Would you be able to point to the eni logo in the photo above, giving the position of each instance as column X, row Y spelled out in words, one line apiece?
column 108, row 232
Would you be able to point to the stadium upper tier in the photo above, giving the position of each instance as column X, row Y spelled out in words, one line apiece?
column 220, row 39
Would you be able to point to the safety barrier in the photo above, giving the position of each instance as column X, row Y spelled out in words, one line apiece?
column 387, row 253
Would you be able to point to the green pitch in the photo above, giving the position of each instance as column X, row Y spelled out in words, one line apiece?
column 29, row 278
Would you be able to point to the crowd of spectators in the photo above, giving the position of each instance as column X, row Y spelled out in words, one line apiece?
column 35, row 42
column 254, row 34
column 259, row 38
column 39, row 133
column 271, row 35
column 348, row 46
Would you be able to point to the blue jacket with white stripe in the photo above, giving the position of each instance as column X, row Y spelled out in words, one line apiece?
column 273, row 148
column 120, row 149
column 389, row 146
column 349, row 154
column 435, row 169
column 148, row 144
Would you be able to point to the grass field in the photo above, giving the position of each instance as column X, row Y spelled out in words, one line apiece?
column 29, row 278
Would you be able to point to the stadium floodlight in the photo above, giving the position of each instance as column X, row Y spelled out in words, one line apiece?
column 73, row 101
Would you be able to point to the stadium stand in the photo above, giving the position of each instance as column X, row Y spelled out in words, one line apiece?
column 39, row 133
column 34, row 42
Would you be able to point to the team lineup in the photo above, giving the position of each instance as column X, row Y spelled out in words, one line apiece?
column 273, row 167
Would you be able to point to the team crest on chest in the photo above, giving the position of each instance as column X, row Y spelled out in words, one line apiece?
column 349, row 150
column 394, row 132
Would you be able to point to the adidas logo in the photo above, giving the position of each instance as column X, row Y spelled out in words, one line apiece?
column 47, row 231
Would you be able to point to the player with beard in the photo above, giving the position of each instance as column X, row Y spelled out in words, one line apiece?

Exercise - All of the material, start to finish, should be retyped exactly.

Finished task -
Would you be able to point to the eni logo in the photo above, giving the position of each instance as column X, row Y spelled out in words, one line apiece?
column 108, row 232
Would you be able to point to the stadium upper tier in the photo above, giving the position of each instance as column X, row Y spelled out in words, one line apiece?
column 220, row 39
Would you be able to point to the safety barrier in the photo above, giving the position of each instance as column X, row Y spelled out in words, one line apiece?
column 387, row 253
Would you be able to point to the green pitch in the photo above, giving the position of each instance as column X, row Y spelled out in words, one line apiece?
column 29, row 278
Would you be able to point to the crowd of spectators in the photo above, giving the position of each instance as column X, row Y spelled out in words, one line apiece?
column 35, row 42
column 254, row 34
column 259, row 38
column 39, row 133
column 271, row 35
column 348, row 46
Would you be able to point to the blue jacket with white stripe in the photo above, giving the position of each instance as column X, row Y spelled out in words, one line apiece?
column 273, row 148
column 120, row 149
column 389, row 146
column 349, row 154
column 435, row 169
column 148, row 144
Would you be able to point to the grass field in the photo above, giving the position of each instance as column X, row Y spelled out in words, one line apiece?
column 29, row 278
Would you be able to point to the stadium floodlight in the photo above, giving the position of each instance as column X, row Y spelled out in words, one line apiece?
column 73, row 101
Would you be able to point to the stadium stand in the photo above, giving the position of each instance as column X, row Y spelled out in words, one line apiece?
column 39, row 133
column 34, row 42
Would you be able to point to the team lineup in the photo above, giving the position of each instance as column X, row Y spelled out in words, one line apiece?
column 273, row 167
Would you be able to point to the team crest on chest in the photo above, giving the position of each instance as column X, row Y spelled out in words, one line apiece?
column 349, row 150
column 394, row 132
Would you be able to point to the adidas logo in the photo above, giving the position of each instance as column X, row Y spelled out in words, one line apiece?
column 47, row 231
Would you be able to point to the player with beard in the photo above, giving the position of each instance as column X, row Y spelled out in words, one line apiece?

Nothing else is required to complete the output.